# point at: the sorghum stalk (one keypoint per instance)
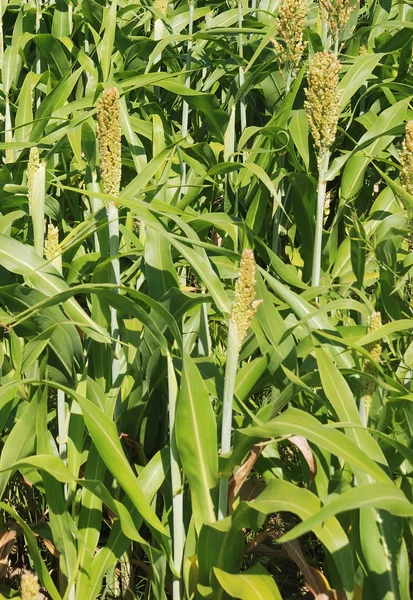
(242, 107)
(29, 586)
(159, 26)
(406, 159)
(36, 184)
(323, 110)
(109, 137)
(243, 311)
(51, 251)
(185, 105)
(375, 350)
(176, 481)
(1, 34)
(290, 21)
(38, 62)
(337, 14)
(8, 134)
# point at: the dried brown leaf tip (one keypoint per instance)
(338, 14)
(245, 305)
(29, 586)
(109, 135)
(290, 21)
(323, 101)
(406, 159)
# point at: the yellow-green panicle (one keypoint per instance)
(406, 159)
(109, 136)
(323, 101)
(245, 306)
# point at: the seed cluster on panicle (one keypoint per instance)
(51, 245)
(375, 350)
(32, 166)
(338, 14)
(323, 101)
(406, 159)
(29, 586)
(290, 21)
(245, 306)
(109, 136)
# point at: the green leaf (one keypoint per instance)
(253, 584)
(379, 495)
(196, 438)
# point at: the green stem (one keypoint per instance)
(176, 481)
(242, 107)
(37, 208)
(318, 237)
(185, 105)
(229, 386)
(113, 220)
(38, 62)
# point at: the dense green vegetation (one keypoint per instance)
(177, 422)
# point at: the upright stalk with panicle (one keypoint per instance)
(159, 26)
(290, 22)
(323, 110)
(185, 105)
(52, 254)
(368, 384)
(406, 159)
(243, 311)
(8, 133)
(36, 181)
(336, 15)
(109, 136)
(38, 62)
(176, 482)
(242, 106)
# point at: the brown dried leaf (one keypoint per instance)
(7, 541)
(241, 475)
(301, 443)
(314, 579)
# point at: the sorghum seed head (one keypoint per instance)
(51, 245)
(406, 159)
(290, 21)
(109, 135)
(32, 166)
(338, 14)
(29, 586)
(323, 101)
(245, 306)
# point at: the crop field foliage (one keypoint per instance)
(206, 269)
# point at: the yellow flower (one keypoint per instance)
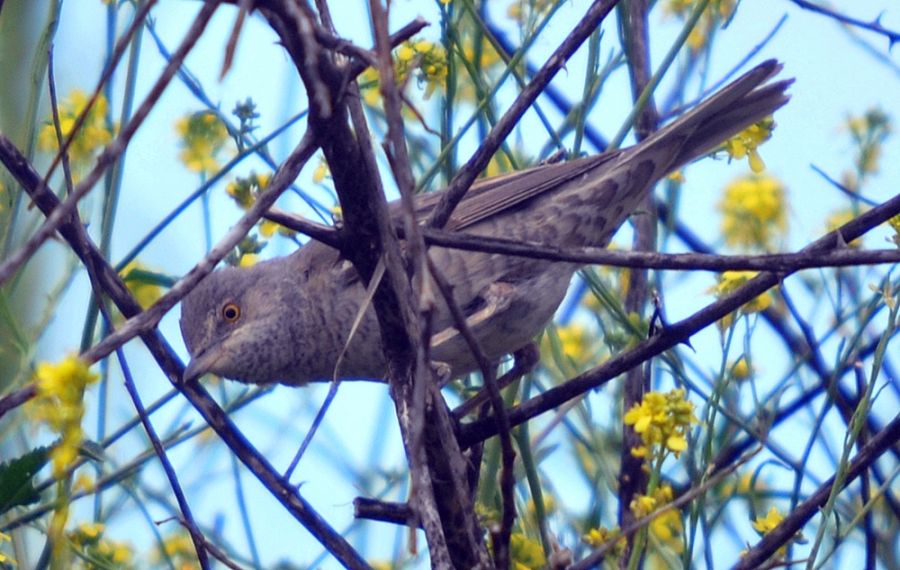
(84, 482)
(144, 290)
(93, 134)
(203, 136)
(753, 212)
(525, 553)
(662, 421)
(717, 13)
(732, 280)
(895, 224)
(321, 172)
(246, 189)
(4, 558)
(745, 143)
(248, 260)
(425, 60)
(87, 533)
(740, 370)
(868, 132)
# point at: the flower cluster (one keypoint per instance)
(746, 143)
(6, 559)
(667, 527)
(730, 281)
(717, 13)
(753, 212)
(597, 537)
(145, 290)
(895, 225)
(868, 132)
(203, 136)
(245, 191)
(766, 524)
(88, 540)
(662, 421)
(94, 133)
(59, 404)
(525, 553)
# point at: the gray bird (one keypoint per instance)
(288, 319)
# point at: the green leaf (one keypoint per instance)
(16, 487)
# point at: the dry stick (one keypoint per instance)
(75, 234)
(488, 373)
(880, 443)
(479, 160)
(676, 333)
(398, 157)
(365, 212)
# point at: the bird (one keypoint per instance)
(288, 320)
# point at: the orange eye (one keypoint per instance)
(231, 312)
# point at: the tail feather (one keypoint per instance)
(729, 111)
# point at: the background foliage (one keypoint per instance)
(798, 386)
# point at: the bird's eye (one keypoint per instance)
(231, 312)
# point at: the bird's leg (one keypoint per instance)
(524, 361)
(496, 299)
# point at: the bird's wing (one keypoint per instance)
(488, 197)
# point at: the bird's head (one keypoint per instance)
(230, 324)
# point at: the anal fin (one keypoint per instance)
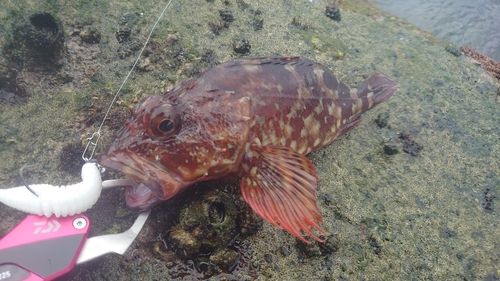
(281, 188)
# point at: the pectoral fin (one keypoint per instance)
(281, 187)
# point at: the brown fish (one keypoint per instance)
(252, 118)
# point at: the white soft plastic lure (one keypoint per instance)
(60, 201)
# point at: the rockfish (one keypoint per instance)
(255, 119)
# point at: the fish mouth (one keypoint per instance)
(156, 184)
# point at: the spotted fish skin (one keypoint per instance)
(252, 118)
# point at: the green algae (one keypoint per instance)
(433, 216)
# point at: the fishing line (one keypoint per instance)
(94, 139)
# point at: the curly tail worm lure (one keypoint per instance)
(62, 201)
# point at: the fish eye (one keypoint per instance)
(164, 123)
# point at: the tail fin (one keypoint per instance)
(376, 88)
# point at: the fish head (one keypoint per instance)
(168, 146)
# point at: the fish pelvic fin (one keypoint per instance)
(281, 188)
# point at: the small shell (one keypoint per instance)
(57, 200)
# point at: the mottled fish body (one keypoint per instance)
(252, 118)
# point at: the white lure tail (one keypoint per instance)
(60, 201)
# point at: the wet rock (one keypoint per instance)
(127, 48)
(37, 40)
(248, 221)
(123, 34)
(390, 147)
(204, 224)
(409, 145)
(12, 94)
(285, 250)
(224, 257)
(241, 46)
(316, 249)
(7, 71)
(226, 15)
(381, 120)
(333, 12)
(454, 50)
(90, 35)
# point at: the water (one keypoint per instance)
(462, 22)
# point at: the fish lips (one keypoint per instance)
(155, 185)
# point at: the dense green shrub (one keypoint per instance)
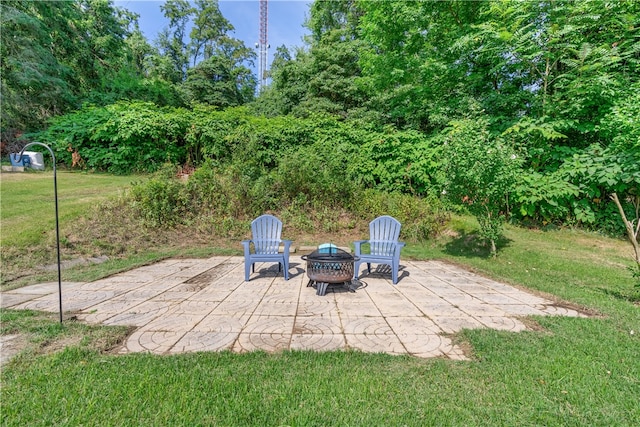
(421, 218)
(480, 172)
(161, 200)
(119, 138)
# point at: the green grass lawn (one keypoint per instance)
(563, 372)
(28, 204)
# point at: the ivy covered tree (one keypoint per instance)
(480, 172)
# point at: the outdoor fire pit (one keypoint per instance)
(329, 265)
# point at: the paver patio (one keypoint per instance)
(187, 305)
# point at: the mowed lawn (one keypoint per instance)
(28, 203)
(562, 372)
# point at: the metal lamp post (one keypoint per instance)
(55, 195)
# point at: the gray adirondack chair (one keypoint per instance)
(385, 248)
(265, 239)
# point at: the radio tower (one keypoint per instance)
(263, 46)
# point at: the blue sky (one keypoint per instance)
(285, 20)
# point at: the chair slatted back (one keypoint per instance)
(266, 231)
(384, 232)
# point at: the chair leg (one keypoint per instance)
(356, 270)
(394, 272)
(247, 271)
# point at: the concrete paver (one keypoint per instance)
(187, 305)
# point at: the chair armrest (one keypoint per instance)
(287, 245)
(247, 247)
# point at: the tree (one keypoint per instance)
(219, 82)
(171, 41)
(54, 53)
(480, 171)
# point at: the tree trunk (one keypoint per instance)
(629, 225)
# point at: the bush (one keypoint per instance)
(120, 138)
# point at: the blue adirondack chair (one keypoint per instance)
(385, 248)
(265, 239)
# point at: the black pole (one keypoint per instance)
(55, 196)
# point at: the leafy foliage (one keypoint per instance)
(480, 172)
(119, 138)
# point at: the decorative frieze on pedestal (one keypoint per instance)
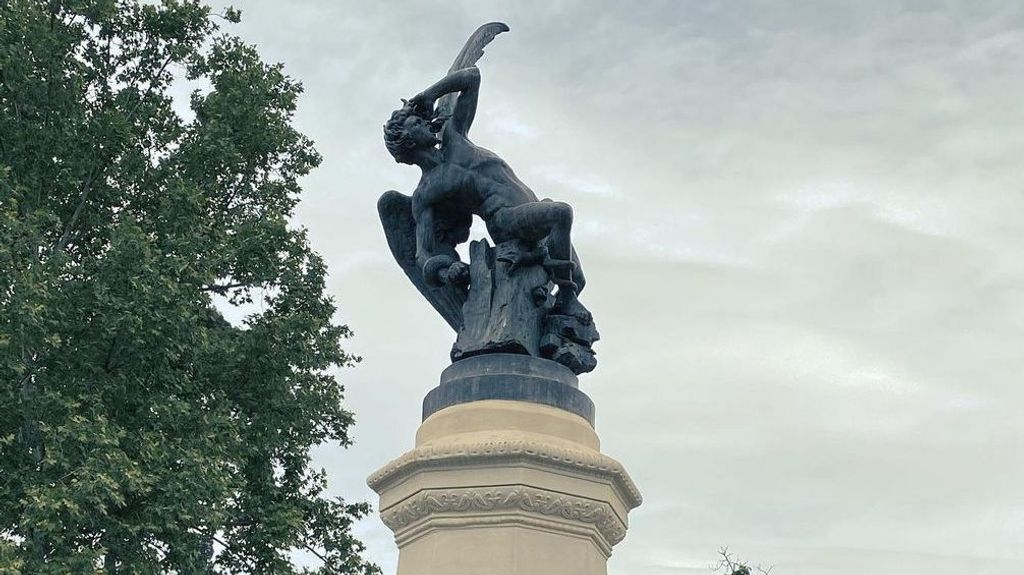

★ ★ ★

== Do this ==
Please rewrite all the records above, changing every "one keypoint per instance" to "one point per instance" and keeping everything else the same. Omit the pictures from your answer.

== Exercise solution ==
# point at: the sorghum stalk (one point per instance)
(242, 107)
(29, 586)
(159, 26)
(406, 159)
(36, 184)
(323, 110)
(109, 137)
(243, 311)
(51, 251)
(185, 105)
(375, 350)
(176, 481)
(1, 34)
(290, 21)
(38, 62)
(337, 14)
(8, 134)
# point at: the dried brown leaf tip (one point per instance)
(338, 14)
(245, 305)
(29, 586)
(109, 135)
(290, 21)
(323, 101)
(406, 159)
# point at: the yellow-green panicle (one point per instance)
(406, 159)
(109, 136)
(323, 101)
(245, 306)
# point at: the seed cluster on panicle (one point per instance)
(51, 245)
(375, 350)
(32, 166)
(338, 14)
(323, 101)
(406, 159)
(29, 586)
(290, 21)
(245, 306)
(109, 136)
# point at: the green leaf (one point per instance)
(253, 584)
(379, 495)
(196, 438)
# point at: the green stem (one point per instance)
(176, 481)
(242, 107)
(37, 208)
(318, 237)
(185, 105)
(229, 386)
(113, 220)
(38, 62)
# point at: the dense green vegetation (one point per instance)
(177, 422)
# point at: the upright stalk with panicle (one point per instance)
(159, 26)
(290, 22)
(323, 110)
(185, 105)
(52, 254)
(368, 384)
(406, 159)
(243, 311)
(8, 133)
(36, 181)
(336, 15)
(109, 136)
(38, 62)
(176, 482)
(242, 106)
# point at: the brown dried leaf (one point per instance)
(7, 541)
(241, 475)
(301, 443)
(314, 579)
# point at: the sorghum seed head (one point per instance)
(51, 245)
(406, 159)
(290, 21)
(109, 135)
(32, 166)
(338, 14)
(29, 586)
(323, 101)
(245, 306)
# point at: the crop field foliage (one point per instance)
(206, 269)
# point at: the yellow flower (one point per instance)
(84, 482)
(144, 290)
(93, 134)
(203, 136)
(753, 212)
(525, 553)
(662, 421)
(717, 13)
(732, 280)
(895, 224)
(321, 172)
(246, 189)
(4, 558)
(745, 143)
(248, 260)
(425, 60)
(87, 533)
(740, 370)
(868, 132)
# point at: the flower cluster (one point per instance)
(746, 143)
(6, 559)
(667, 527)
(730, 281)
(717, 13)
(753, 212)
(597, 537)
(145, 290)
(895, 225)
(868, 132)
(203, 136)
(245, 191)
(766, 524)
(88, 540)
(662, 421)
(94, 133)
(59, 404)
(525, 553)
# point at: the gray bird (one point per instance)
(288, 319)
# point at: the green leaf (one point per instance)
(16, 487)
# point at: the dry stick (one point per instance)
(75, 234)
(488, 373)
(880, 443)
(479, 160)
(676, 333)
(398, 157)
(365, 212)
# point at: the bird (one point per instance)
(288, 320)
# point at: the orange eye (one point per instance)
(231, 312)
# point at: the tail feather (one point per instance)
(729, 111)
# point at: the background foliage (one point per instance)
(798, 386)
# point at: the bird's eye (one point per instance)
(231, 312)
# point at: the bird's leg (one point per instance)
(524, 361)
(496, 299)
# point at: the bird's wing (one point per instance)
(488, 197)
# point at: the bird's head (one point per instance)
(230, 324)
# point at: the anal fin (one point per instance)
(281, 188)
# point at: the pectoral fin (one point per instance)
(281, 187)
# point at: the brown fish (one point per instance)
(252, 118)
# point at: the white soft plastic lure (one point per instance)
(60, 201)
# point at: the rockfish (one point per instance)
(255, 119)
# point at: the fish mouth (one point per instance)
(156, 184)
# point at: the spotted fish skin (one point per instance)
(252, 118)
# point at: the green algae (one point per instance)
(433, 216)
# point at: the fishing line (one point per instance)
(94, 139)
# point at: the curly tail worm lure (one point per instance)
(62, 201)
# point at: the fish eye (one point per instance)
(164, 123)
# point at: the tail fin (one point per instance)
(376, 88)
# point at: the fish head (one point per instance)
(168, 146)
# point at: the fish pelvic fin (one point per instance)
(281, 188)
# point at: the small shell (one point per instance)
(57, 200)
# point at: the mottled fish body (one point per instance)
(252, 118)
# point at: the white lure tail (one point per instance)
(60, 201)
# point at: the wet rock (one point per instance)
(127, 48)
(37, 40)
(248, 221)
(123, 34)
(390, 147)
(204, 224)
(409, 145)
(12, 94)
(285, 250)
(224, 257)
(241, 46)
(316, 249)
(7, 71)
(226, 15)
(381, 120)
(333, 12)
(454, 50)
(90, 35)
# point at: the water (one point per instance)
(462, 22)
# point at: the fish lips (one point per instance)
(155, 185)
# point at: the dense green shrub (one point per instance)
(421, 218)
(480, 172)
(161, 200)
(119, 138)
# point at: the green grass lawn (one point per instance)
(563, 372)
(28, 204)
# point at: the ivy covered tree (one point per instance)
(480, 172)
# point at: the outdoor fire pit (one point per instance)
(329, 265)
# point at: the paver patio (one point per instance)
(187, 305)
# point at: the mowed lawn (one point per instance)
(28, 203)
(562, 372)
# point at: the metal lamp post (one point per instance)
(55, 195)
# point at: the gray adirondack chair (one point per instance)
(385, 248)
(265, 239)
# point at: the radio tower (one point per instance)
(263, 46)
# point at: the blue sky (one point per instance)
(285, 20)
# point at: the chair slatted back (one point per instance)
(266, 231)
(384, 232)
# point at: the chair leg (one point per instance)
(356, 270)
(394, 272)
(247, 271)
# point at: the concrete paver (one point per instance)
(187, 305)
# point at: the chair armrest (one point per instance)
(287, 245)
(247, 247)
# point at: the tree (one point per instance)
(219, 82)
(171, 41)
(54, 53)
(480, 171)
# point at: the tree trunk (one point per instance)
(629, 225)
# point at: the bush (one point per instance)
(120, 138)
# point at: the blue adirondack chair (one point per instance)
(385, 248)
(265, 239)
# point at: the black pole (one point per instance)
(55, 196)
# point at: the leafy foliage (one point per instance)
(480, 172)
(119, 138)
# point at: the decorative frieze on pedestal (one point per instance)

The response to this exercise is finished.